> [WHAT THIS TASK INVOLVES]
Reproduce all of the entries below verbatim, keeping every line in its original order and changing nothing.

Start of MATERIAL TO PROCESS

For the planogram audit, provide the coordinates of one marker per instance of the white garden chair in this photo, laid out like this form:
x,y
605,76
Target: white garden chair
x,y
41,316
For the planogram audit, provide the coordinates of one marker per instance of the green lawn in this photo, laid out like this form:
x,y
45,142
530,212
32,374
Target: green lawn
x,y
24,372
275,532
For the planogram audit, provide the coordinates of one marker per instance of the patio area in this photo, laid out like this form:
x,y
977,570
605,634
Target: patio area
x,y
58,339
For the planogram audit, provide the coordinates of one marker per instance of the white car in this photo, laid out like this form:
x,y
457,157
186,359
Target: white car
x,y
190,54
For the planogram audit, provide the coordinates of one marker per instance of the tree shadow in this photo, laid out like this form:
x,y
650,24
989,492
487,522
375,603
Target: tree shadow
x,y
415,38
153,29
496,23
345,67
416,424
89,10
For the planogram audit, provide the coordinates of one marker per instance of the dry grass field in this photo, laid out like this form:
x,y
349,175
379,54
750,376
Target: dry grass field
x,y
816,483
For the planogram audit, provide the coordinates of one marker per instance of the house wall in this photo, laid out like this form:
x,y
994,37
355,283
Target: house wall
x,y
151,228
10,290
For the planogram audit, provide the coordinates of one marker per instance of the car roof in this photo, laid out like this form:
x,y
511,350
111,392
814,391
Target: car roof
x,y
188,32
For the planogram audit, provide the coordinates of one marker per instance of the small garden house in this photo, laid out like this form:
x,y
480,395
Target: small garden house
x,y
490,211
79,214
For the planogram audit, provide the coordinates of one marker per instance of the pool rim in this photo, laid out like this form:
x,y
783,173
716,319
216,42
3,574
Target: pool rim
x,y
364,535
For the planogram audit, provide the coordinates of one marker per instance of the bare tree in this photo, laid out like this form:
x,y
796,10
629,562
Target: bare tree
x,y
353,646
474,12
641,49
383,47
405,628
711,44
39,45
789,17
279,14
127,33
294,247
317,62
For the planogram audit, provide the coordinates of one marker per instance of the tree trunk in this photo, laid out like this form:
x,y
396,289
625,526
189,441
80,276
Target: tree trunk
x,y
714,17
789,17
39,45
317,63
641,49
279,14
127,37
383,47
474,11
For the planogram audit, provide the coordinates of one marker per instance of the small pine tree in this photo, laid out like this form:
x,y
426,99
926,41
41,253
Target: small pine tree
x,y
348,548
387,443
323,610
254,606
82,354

End of MATERIAL TO PROCESS

> [PROBLEM SOLUTION]
For the planogram audit, provide the coordinates of one marker per instance of the white garden chair in this photo, laid out like this form:
x,y
605,76
Target: white garden chair
x,y
41,316
For the planogram audit, provide the coordinates of one marker per instance of the green lawn in this photo, laid out like this form:
x,y
45,142
530,212
32,374
Target: green lawn
x,y
24,372
275,532
For the planogram audit, provide the coordinates of one marker per instance of the patio area in this photo, laid out like this form:
x,y
977,570
605,634
Target: patio area
x,y
58,339
For the planogram audit, provide the coordinates of one marker per instance of the white car in this photo, laid out like this form:
x,y
457,157
186,359
Target: white car
x,y
190,54
For the planogram audit, provide the coordinates of one marker per instance of the tree shadow in this photo, laid out like this form:
x,y
650,24
989,492
487,522
375,603
Target: tree shadow
x,y
415,38
153,29
496,23
345,67
416,424
89,10
For the planogram audit, provide the coordinates of one marker per instance of the dry grass field in this photo, laid out like this form:
x,y
349,175
379,54
750,376
Target: dry grass field
x,y
816,483
For the planogram audit, provide the coordinates of one marker per instance of the house wall in this photo, laid out like this form:
x,y
994,37
355,283
Target: house wall
x,y
151,228
10,290
For the planogram audit, provide the coordinates of one marker per instance of the car roof in this photo, laid out like this form:
x,y
511,350
111,392
814,391
Target: car roof
x,y
188,32
For the planogram audit, provide the coordinates of one marker per instance of the small garden house in this photo, laid out like this form:
x,y
480,395
Target: small garden house
x,y
490,211
79,214
For the planogram audit, provide the coordinates of one marker per instance of the pool rim in this photo, laid out like this form:
x,y
783,173
716,319
216,42
3,574
Target: pool rim
x,y
364,535
For the planogram audit, provide the coordinates of one marker per instance of the bare tree in this photo, laid out like this form:
x,y
796,10
629,562
Target: bare tree
x,y
353,646
474,12
641,49
383,47
405,628
711,44
39,45
789,17
279,14
127,33
294,247
317,62
For the planogram audit, provide the coordinates of one marker per instance of the tree trunk in this photo, laid out like this form:
x,y
396,289
625,526
189,441
80,276
Target: tree trunk
x,y
714,17
789,17
39,45
317,63
641,49
279,14
127,37
383,47
474,11
For the planogram audit, provide the coordinates of one marker per instance of the small pine tree in this photo, laid out like this form:
x,y
426,99
926,41
41,253
Target: small pine tree
x,y
348,548
387,443
323,610
254,606
82,354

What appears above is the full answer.